▸ WHAT IS EXPECTED:
Without the pictures, retype exactly the lines from the top of the entries below through the line that contains "point(381, 589)".

(Referring expression pointing data)
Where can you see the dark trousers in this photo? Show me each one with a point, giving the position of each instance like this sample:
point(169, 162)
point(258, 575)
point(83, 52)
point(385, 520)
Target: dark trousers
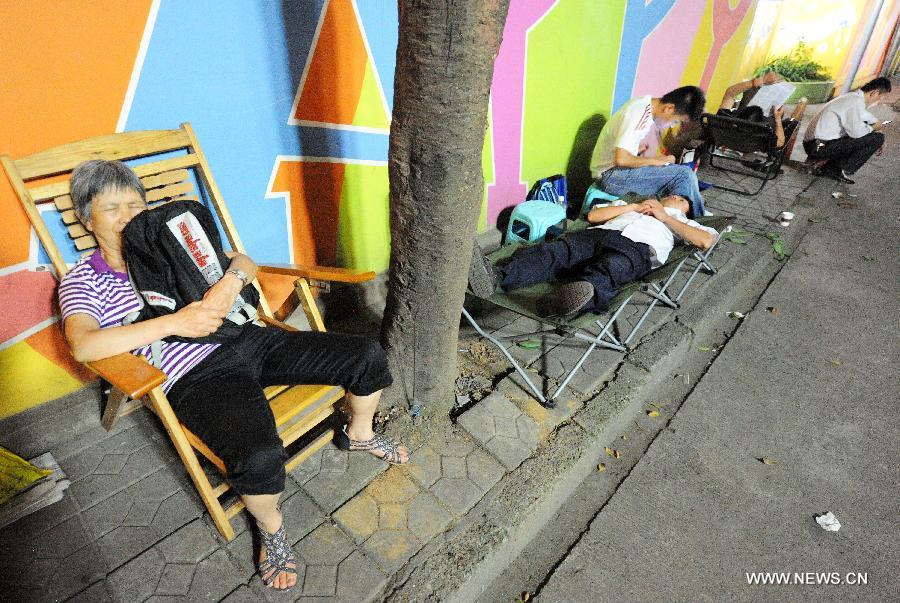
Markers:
point(602, 257)
point(221, 400)
point(848, 154)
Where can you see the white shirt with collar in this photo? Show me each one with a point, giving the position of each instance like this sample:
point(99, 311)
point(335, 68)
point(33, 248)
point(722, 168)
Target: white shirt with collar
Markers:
point(844, 116)
point(647, 229)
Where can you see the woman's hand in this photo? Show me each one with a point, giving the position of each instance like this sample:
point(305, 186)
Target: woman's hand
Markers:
point(220, 297)
point(195, 320)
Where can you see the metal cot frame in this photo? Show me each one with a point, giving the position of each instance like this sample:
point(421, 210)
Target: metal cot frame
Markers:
point(584, 326)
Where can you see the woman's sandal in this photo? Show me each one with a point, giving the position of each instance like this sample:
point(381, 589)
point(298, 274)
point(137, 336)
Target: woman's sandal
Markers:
point(278, 555)
point(389, 447)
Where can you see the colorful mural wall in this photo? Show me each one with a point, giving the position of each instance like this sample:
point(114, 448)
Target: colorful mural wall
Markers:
point(832, 29)
point(292, 103)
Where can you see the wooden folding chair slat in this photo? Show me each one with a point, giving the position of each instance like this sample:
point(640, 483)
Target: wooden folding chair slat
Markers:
point(77, 230)
point(185, 198)
point(297, 409)
point(123, 146)
point(166, 192)
point(85, 243)
point(164, 165)
point(170, 177)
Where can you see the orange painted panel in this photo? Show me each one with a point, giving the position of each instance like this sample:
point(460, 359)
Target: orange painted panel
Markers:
point(51, 344)
point(314, 189)
point(334, 80)
point(40, 290)
point(65, 67)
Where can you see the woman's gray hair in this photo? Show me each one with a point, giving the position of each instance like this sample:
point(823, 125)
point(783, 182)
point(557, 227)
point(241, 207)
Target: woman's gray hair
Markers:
point(98, 176)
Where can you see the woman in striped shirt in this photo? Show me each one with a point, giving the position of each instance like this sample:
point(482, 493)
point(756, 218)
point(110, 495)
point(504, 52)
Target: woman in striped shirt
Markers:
point(216, 390)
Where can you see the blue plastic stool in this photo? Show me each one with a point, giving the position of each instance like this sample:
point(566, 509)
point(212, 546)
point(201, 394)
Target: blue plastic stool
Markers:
point(594, 196)
point(530, 221)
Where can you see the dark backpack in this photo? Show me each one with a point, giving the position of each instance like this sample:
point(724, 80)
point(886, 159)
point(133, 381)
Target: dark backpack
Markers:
point(174, 254)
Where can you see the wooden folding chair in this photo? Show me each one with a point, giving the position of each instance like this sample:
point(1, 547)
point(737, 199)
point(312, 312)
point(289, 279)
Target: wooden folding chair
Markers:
point(178, 170)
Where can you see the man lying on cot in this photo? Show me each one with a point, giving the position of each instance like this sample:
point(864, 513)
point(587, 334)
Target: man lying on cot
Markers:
point(630, 240)
point(216, 390)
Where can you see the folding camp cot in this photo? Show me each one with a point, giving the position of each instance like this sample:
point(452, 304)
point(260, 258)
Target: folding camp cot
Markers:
point(590, 327)
point(734, 142)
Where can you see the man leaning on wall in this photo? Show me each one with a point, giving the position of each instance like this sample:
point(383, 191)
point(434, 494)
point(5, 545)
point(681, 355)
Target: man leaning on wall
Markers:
point(844, 133)
point(618, 160)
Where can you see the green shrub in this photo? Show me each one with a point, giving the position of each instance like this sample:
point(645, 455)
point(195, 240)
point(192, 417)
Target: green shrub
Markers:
point(796, 66)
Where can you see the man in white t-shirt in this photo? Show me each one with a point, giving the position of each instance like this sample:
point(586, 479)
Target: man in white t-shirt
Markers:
point(618, 161)
point(630, 239)
point(845, 133)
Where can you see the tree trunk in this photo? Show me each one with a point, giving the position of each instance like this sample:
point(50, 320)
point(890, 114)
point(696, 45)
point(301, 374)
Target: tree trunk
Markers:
point(445, 64)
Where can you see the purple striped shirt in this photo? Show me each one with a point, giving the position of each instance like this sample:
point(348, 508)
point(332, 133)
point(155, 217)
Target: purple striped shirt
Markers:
point(95, 289)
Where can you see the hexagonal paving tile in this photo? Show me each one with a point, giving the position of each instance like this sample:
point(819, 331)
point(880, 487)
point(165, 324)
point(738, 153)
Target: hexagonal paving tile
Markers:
point(504, 430)
point(393, 518)
point(455, 470)
point(331, 476)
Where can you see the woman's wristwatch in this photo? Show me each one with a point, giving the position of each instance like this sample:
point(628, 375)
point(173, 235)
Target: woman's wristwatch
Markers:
point(245, 280)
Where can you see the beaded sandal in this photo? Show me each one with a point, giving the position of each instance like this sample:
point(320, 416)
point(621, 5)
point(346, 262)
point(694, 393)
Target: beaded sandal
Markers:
point(278, 555)
point(389, 447)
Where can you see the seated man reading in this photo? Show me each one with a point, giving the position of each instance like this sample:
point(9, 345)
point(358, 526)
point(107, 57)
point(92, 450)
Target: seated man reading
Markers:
point(783, 128)
point(844, 132)
point(618, 161)
point(630, 239)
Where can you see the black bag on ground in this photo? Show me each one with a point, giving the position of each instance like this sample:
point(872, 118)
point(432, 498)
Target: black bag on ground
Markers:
point(174, 254)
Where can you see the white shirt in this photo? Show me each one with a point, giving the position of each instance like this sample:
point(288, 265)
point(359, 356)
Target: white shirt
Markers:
point(625, 129)
point(844, 116)
point(647, 229)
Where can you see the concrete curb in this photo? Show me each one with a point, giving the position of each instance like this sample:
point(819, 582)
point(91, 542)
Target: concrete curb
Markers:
point(460, 564)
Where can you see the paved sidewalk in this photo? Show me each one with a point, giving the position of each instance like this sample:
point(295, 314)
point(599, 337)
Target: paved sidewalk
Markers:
point(131, 526)
point(809, 381)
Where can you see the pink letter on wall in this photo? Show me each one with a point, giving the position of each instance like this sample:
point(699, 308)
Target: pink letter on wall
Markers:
point(508, 105)
point(725, 23)
point(665, 52)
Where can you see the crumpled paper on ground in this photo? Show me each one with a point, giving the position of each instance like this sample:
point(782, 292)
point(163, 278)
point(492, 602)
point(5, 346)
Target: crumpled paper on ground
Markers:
point(828, 522)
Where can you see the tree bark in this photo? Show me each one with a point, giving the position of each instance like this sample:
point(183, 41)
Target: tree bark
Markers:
point(445, 64)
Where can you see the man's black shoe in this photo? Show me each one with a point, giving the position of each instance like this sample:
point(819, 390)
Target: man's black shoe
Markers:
point(567, 298)
point(483, 278)
point(837, 174)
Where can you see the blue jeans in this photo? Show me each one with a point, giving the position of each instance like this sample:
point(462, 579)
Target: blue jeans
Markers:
point(676, 179)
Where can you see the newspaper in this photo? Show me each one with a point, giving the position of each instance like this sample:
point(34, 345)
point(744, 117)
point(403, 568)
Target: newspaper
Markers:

▸ ANSWER BOX:
Where can you see the dark trousers in this photo? Show me each one with a point, giving the position of each instance like this sample:
point(169, 162)
point(258, 575)
point(83, 52)
point(385, 520)
Target: dark trousers
Markers:
point(602, 257)
point(221, 400)
point(848, 154)
Where can you see the white shirt with collar in this photo? Show me each one with a point, giving the position of each instance like this sample:
point(99, 311)
point(335, 68)
point(33, 248)
point(722, 168)
Target: white shirt with collar
Markers:
point(844, 116)
point(647, 229)
Where can you see the woman's hand in this photo? Show me each one with a point, giving the position of each instance like this sample:
point(305, 186)
Target: woman's hand
Markers:
point(220, 297)
point(195, 320)
Where can you see the metal cot frame in this photo? Show me each one with a point, giving the position of each instance like this sample:
point(421, 210)
Target: metal cot frame
Markers:
point(584, 326)
Where can you see the woman's sandal in this photo? Show me each one with a point, giving the position of each instance like this sample:
point(381, 589)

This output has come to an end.